SOURCE TEXT:
◇ ◇ ◇ ◇ ◇

The arrival of COVID-19 into our world has rocked humanity to the very core in virtually all aspects of life. It has seen many governments place restrictions on people, particularly here in Victoria, Australia. Surreal activities like lockdowns, remote working/learning, and perhaps the most controversial, mask-wearing, have become a new and mandatory normal. However, the most peculiar of these may be none other than international and interstate border closures.
The slamming of these doors on migrants, immigrants and citizens alike has caused extreme uproar in society and has prompted heated debates on the matter. So, let’s take a closer look at the gains and the losses that border closures have brought and what these changes have taught us.
The restrictions have decreased Australia’s risk of uncontrollable outbreaks due to COVID-19:
Australia, undoubtedly, is in one of the best positions globally in terms of controlling and minimising the risk posed by Coronavirus. We owe this to the rigorous measures that came into action as soon as a global pandemic was proclaimed by the World Health Organisation.
The Australian Federal Government made the difficult call on the 20th of March, 2020, to shut its borders to all people overseas. However, the action prevented the threatening spread of growing cases outside Australia to come onshore. It ensured that citizens could stay as protected as physically possible from potential threats of virus outbreaks and allowed Australia to maintain virtually stable health systems and policies throughout the entirety of the pandemic. The method of shutting off borders proved to be effective in the fight against this new and unpredictable virus.
The potential drop in crime rates, particularly border crimes:
Many countries have started to report significantly lower crime rates recorded as a result of COVID-19 measures. Illegal entering of a country has subsided, along with many other violent crimes such as terrorism and human trafficking. Drug trafficking within the country also saw a drop-off rate of about 1%. The border closures, therefore, boosted national security to a certain extent.

◇ ◇ ◇ ◇ ◇

SUPPLIED ENTRIES:

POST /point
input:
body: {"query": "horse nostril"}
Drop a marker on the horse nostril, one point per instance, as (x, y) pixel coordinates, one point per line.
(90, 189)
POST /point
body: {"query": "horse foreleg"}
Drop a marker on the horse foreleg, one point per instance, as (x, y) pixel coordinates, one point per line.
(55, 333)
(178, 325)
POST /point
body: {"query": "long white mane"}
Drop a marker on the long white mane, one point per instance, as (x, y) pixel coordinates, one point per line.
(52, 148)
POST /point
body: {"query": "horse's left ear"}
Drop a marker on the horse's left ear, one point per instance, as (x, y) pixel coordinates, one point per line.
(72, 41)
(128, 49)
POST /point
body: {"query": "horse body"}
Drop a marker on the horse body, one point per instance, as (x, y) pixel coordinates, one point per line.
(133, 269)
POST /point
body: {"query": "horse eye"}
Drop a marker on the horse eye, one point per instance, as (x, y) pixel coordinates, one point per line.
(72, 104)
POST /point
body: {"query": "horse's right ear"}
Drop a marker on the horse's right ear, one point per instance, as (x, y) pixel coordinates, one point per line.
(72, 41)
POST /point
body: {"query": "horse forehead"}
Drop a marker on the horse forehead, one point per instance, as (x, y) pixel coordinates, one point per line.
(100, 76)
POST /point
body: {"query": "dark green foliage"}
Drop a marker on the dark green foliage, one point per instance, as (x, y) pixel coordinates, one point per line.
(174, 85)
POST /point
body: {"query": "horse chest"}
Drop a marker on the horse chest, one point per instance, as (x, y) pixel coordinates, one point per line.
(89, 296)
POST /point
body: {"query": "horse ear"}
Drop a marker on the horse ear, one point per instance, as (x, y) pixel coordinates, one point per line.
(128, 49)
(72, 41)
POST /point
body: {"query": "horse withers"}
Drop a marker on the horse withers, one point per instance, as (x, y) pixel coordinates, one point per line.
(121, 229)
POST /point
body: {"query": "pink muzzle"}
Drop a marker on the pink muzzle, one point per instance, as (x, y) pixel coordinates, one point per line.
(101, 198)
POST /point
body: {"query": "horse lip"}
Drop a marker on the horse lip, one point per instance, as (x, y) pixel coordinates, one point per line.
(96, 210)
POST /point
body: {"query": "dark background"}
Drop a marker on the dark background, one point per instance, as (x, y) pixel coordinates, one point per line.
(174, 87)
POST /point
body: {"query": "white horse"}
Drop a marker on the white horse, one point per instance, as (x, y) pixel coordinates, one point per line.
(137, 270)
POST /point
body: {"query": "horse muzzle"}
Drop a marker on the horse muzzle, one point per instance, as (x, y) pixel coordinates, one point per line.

◇ ◇ ◇ ◇ ◇

WHAT YOU ARE ASKED TO DO: From the text on border closures above, list every crime that it says has subsided or dropped.

SOLUTION FOR THIS PROBLEM:
- Illegal entering of a country
- Terrorism
- Human trafficking
- Drug trafficking within the country